Task instructions – Leaving out the pictures, please retype each record exactly.

Provided entries –
_ _ _ _ _ _ _

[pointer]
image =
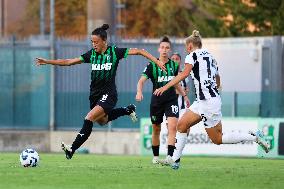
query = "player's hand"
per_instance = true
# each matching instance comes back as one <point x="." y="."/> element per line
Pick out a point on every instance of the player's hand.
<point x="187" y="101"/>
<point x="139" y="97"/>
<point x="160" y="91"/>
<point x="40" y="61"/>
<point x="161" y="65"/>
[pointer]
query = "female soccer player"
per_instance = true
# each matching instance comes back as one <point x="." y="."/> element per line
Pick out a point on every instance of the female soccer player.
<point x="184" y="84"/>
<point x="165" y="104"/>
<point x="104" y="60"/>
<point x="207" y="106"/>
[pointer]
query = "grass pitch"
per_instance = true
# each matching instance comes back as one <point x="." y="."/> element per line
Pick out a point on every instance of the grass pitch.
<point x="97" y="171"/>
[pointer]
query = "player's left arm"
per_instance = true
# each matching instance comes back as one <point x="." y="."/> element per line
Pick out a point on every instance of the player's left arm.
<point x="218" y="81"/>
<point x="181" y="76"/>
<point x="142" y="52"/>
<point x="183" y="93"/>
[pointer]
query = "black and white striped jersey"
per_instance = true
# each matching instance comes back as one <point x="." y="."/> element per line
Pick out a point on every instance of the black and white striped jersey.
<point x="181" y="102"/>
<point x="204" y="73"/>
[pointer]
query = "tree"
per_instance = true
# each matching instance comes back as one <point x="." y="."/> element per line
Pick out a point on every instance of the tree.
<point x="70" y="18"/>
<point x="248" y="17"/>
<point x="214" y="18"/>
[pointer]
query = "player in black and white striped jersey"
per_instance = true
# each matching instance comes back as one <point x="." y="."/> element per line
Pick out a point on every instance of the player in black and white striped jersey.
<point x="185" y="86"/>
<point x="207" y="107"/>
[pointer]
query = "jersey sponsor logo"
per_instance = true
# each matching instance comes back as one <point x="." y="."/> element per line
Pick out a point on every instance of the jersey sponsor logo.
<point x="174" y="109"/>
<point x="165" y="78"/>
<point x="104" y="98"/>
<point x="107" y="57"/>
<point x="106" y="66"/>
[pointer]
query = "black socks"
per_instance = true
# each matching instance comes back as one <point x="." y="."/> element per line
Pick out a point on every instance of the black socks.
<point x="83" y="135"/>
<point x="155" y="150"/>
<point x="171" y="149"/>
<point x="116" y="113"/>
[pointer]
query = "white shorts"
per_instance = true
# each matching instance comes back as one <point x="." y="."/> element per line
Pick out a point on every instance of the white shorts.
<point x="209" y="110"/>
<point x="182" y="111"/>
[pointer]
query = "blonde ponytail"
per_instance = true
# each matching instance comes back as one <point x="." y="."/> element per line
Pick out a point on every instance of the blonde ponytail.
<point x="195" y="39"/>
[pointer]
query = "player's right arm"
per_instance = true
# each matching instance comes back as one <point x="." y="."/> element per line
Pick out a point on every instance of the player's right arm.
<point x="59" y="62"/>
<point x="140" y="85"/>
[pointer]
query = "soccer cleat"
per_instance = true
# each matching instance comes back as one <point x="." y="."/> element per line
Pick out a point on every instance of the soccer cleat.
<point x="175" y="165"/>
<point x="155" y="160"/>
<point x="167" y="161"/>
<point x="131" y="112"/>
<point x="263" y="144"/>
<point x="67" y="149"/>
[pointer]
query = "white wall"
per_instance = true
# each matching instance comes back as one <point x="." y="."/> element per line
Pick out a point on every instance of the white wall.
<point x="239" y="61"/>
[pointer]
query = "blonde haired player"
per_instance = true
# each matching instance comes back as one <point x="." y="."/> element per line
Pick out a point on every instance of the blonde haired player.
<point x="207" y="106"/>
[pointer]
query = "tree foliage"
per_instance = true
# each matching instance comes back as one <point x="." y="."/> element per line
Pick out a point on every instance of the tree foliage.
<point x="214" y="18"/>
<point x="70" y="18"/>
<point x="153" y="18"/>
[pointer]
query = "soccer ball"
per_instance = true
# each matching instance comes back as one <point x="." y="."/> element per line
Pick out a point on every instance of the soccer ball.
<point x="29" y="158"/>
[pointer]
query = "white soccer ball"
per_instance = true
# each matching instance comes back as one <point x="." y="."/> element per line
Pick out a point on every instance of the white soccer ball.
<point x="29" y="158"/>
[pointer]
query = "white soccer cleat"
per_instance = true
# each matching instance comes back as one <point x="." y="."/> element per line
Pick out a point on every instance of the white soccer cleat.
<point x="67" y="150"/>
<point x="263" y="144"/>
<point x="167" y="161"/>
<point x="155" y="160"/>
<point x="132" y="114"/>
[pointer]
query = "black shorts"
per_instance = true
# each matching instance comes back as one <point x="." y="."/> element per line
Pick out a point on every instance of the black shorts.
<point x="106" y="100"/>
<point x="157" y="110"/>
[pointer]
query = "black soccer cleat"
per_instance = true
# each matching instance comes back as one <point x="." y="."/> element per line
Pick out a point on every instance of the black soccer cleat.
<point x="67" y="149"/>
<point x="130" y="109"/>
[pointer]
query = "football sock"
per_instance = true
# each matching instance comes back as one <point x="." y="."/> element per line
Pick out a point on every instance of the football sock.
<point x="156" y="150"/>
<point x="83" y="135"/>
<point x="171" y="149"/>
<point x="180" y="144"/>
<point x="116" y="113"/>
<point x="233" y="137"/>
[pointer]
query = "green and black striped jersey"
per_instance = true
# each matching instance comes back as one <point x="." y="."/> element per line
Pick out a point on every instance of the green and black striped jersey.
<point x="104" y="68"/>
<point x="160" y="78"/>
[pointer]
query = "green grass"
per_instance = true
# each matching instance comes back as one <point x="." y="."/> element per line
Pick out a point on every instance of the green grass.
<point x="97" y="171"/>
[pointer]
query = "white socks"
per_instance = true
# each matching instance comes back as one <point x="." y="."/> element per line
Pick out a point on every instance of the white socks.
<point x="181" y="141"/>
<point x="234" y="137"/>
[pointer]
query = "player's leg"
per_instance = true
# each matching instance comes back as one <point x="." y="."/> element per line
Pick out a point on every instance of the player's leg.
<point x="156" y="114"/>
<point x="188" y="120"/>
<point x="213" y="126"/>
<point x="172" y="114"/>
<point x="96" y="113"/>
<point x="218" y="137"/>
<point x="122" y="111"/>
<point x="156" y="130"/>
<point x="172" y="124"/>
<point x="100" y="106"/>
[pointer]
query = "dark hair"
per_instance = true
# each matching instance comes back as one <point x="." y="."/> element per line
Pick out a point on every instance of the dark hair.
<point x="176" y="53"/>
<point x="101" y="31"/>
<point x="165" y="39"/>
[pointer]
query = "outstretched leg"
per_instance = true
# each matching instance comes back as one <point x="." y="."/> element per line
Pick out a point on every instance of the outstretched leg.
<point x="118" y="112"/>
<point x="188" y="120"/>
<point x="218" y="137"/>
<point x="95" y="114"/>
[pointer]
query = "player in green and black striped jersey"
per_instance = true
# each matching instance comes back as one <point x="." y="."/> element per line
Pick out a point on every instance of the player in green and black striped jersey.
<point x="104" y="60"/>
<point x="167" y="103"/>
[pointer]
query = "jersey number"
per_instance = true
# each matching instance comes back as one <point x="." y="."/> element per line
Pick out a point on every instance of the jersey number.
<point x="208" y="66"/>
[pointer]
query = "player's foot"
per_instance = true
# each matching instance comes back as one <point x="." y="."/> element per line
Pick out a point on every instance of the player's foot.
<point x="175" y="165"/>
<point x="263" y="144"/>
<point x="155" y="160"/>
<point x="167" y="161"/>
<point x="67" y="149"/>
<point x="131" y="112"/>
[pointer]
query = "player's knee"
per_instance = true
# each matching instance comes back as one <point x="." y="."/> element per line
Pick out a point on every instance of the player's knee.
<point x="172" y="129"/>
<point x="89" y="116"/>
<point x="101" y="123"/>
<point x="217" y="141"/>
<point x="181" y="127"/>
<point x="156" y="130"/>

_ _ _ _ _ _ _

Output of the exercise –
[pointer]
image =
query = "player's hand"
per_instance = true
# each matching instance comes back as one <point x="." y="."/> element per line
Pick out a point on every instance of the player's hand.
<point x="187" y="101"/>
<point x="139" y="97"/>
<point x="160" y="91"/>
<point x="40" y="61"/>
<point x="161" y="65"/>
[pointer]
query = "female soccer player"
per_instance = true
# each matching instance comes back as one <point x="." y="."/> element per line
Pick out a point on every instance of the female soccer player.
<point x="184" y="84"/>
<point x="165" y="104"/>
<point x="104" y="60"/>
<point x="207" y="106"/>
[pointer]
query = "grass pitch"
per_instance = true
# each matching instance comes back as one <point x="." y="."/> element per line
Pick out a point on every instance of the grass pitch.
<point x="97" y="171"/>
[pointer]
query = "player's left arm"
per_instance = true
# each matching instance comes back as one <point x="." y="."/> element per line
Pick out a point on every instance of the player's left arm.
<point x="218" y="81"/>
<point x="181" y="76"/>
<point x="142" y="52"/>
<point x="183" y="93"/>
[pointer]
query = "black and white striped jersey"
per_instance = true
# each matching instance comes back as one <point x="." y="."/> element per line
Pick out a point on every instance of the black and white striped jersey.
<point x="181" y="102"/>
<point x="204" y="73"/>
[pointer]
query = "tree"
per_instance = true
# each matching instance comes back as one <point x="." y="."/> element per line
Pick out a point on every instance of the tree.
<point x="70" y="18"/>
<point x="248" y="17"/>
<point x="214" y="18"/>
[pointer]
query = "player in black and white striped jersey"
per_instance = true
# each matching instance comes back as one <point x="." y="."/> element per line
Pick out a point on every instance of the player in black and white striped jersey.
<point x="185" y="86"/>
<point x="207" y="107"/>
[pointer]
query = "jersey sponsor logo"
per_instance = true
# each matching instance comes back as one <point x="." y="."/> element per line
Pick out a point on every instance of the jersey sponsor logo.
<point x="174" y="109"/>
<point x="165" y="78"/>
<point x="104" y="98"/>
<point x="107" y="57"/>
<point x="106" y="66"/>
[pointer]
query = "black socks"
per_instance = true
# each matching instance comes back as one <point x="." y="."/> element per line
Pick out a point on every instance of the black socks.
<point x="83" y="135"/>
<point x="155" y="150"/>
<point x="171" y="149"/>
<point x="116" y="113"/>
[pointer]
query = "white shorts"
per_instance = true
# each matching instance comes back as one <point x="." y="."/> element per line
Pick out a point on every instance of the white shorts.
<point x="209" y="110"/>
<point x="182" y="111"/>
[pointer]
query = "blonde ponytail"
per_instance = true
# each matching instance comes back as one <point x="." y="."/> element per line
Pick out a point on every instance of the blonde ponytail.
<point x="195" y="39"/>
[pointer]
query = "player's right arm"
per_instance = true
# each matching instance comes back as one <point x="." y="."/> element per line
Pick out a point on every instance of the player's right arm.
<point x="59" y="62"/>
<point x="140" y="85"/>
[pointer]
query = "soccer cleat"
per_instance = true
# each matching instance comes back as one <point x="." y="."/> element per line
Pick out a point on every instance of the soccer cleat.
<point x="175" y="165"/>
<point x="155" y="160"/>
<point x="167" y="161"/>
<point x="131" y="112"/>
<point x="263" y="144"/>
<point x="67" y="149"/>
[pointer]
query = "white wall"
per_instance = true
# each matching instance comes back as one <point x="." y="."/> element per line
Pick out a point on every instance of the white wall.
<point x="239" y="61"/>
[pointer]
query = "blonde haired player"
per_instance = true
# each matching instance comes back as one <point x="." y="."/> element per line
Pick out a point on every instance of the blonde haired player.
<point x="207" y="106"/>
[pointer]
query = "tree foliage"
per_instance = true
# each matching instance comes back as one <point x="." y="."/> element per line
Pick out a point on every instance of the tree foliage.
<point x="214" y="18"/>
<point x="70" y="18"/>
<point x="153" y="18"/>
[pointer]
query = "soccer ball"
per_instance = true
# each matching instance comes back as one <point x="." y="."/> element per line
Pick out a point on every instance of the soccer ball.
<point x="29" y="158"/>
[pointer]
query = "white soccer ball"
per_instance = true
# each matching instance comes back as one <point x="." y="."/> element per line
Pick out a point on every instance of the white soccer ball.
<point x="29" y="158"/>
[pointer]
query = "white soccer cleat"
per_instance = true
# each matching instance comes back as one <point x="." y="."/> element per line
Pick out a point on every instance of the white soccer cleat.
<point x="67" y="150"/>
<point x="263" y="144"/>
<point x="167" y="161"/>
<point x="155" y="160"/>
<point x="132" y="114"/>
[pointer]
query = "black shorts"
per_instance = true
# each matching instance comes back as one <point x="." y="."/> element per line
Pick out a point on every instance of the black shorts.
<point x="106" y="100"/>
<point x="157" y="110"/>
[pointer]
query = "black soccer cleat"
per_instance = true
# each matching instance comes back as one <point x="." y="."/> element per line
Pick out a point on every instance of the black soccer cleat.
<point x="67" y="149"/>
<point x="130" y="109"/>
[pointer]
query = "football sock"
per_instance = true
# each matching instance comes back as one <point x="." y="."/> element per line
Pick out a point on every instance of the football sock.
<point x="156" y="150"/>
<point x="83" y="135"/>
<point x="171" y="149"/>
<point x="180" y="144"/>
<point x="116" y="113"/>
<point x="233" y="137"/>
[pointer]
query = "green and black striped jersey"
per_instance = true
# each matching instance comes back as one <point x="." y="."/> element per line
Pick out a point on every instance of the green and black striped jersey.
<point x="104" y="68"/>
<point x="160" y="78"/>
[pointer]
query = "green grass"
per_instance = true
# each matching instance comes back as one <point x="." y="."/> element per line
Pick out a point on every instance of the green grass.
<point x="97" y="171"/>
[pointer]
query = "white socks"
per_instance = true
# each matching instance comes back as one <point x="." y="."/> element per line
Pick out a point on every instance of the white socks.
<point x="181" y="141"/>
<point x="234" y="137"/>
[pointer]
query = "player's leg"
per_instance = true
# each matching instance comes back as one <point x="." y="."/> element per line
Pick out a point on every instance of the player's leg.
<point x="156" y="114"/>
<point x="188" y="120"/>
<point x="213" y="126"/>
<point x="172" y="114"/>
<point x="96" y="113"/>
<point x="218" y="137"/>
<point x="122" y="111"/>
<point x="156" y="130"/>
<point x="172" y="124"/>
<point x="100" y="106"/>
[pointer]
query = "dark hair"
per_instance = true
# each matching instance comes back as one <point x="." y="."/> element per line
Pick out a point on every instance of the dark hair.
<point x="176" y="53"/>
<point x="101" y="31"/>
<point x="165" y="39"/>
[pointer]
query = "outstretched leg"
per_instance = true
# each matching instance comes back as one <point x="." y="."/> element per line
Pick out a point on every instance of the outstretched leg.
<point x="118" y="112"/>
<point x="188" y="120"/>
<point x="218" y="137"/>
<point x="95" y="114"/>
[pointer]
query = "player in green and black striped jersey"
per_instance = true
# each matching instance comes back as one <point x="." y="."/> element per line
Pick out a point on every instance of the player in green and black striped jersey.
<point x="104" y="60"/>
<point x="167" y="103"/>
[pointer]
query = "jersey number"
per_instance = true
# each matching instance comes back as one <point x="." y="."/> element per line
Pick out a point on every instance of the jersey number.
<point x="208" y="66"/>
[pointer]
query = "player's foot"
per_instance = true
# each matching instance comes back as one <point x="." y="."/> element per line
Pick out a point on every instance of the player's foot.
<point x="175" y="165"/>
<point x="263" y="144"/>
<point x="155" y="160"/>
<point x="167" y="161"/>
<point x="67" y="149"/>
<point x="131" y="112"/>
[pointer]
query = "player's knee"
per_instance = true
# each matching instance comes back as one <point x="." y="."/> element per line
Pick out a point on every instance of the player's knee.
<point x="172" y="129"/>
<point x="89" y="116"/>
<point x="101" y="123"/>
<point x="217" y="141"/>
<point x="181" y="127"/>
<point x="156" y="130"/>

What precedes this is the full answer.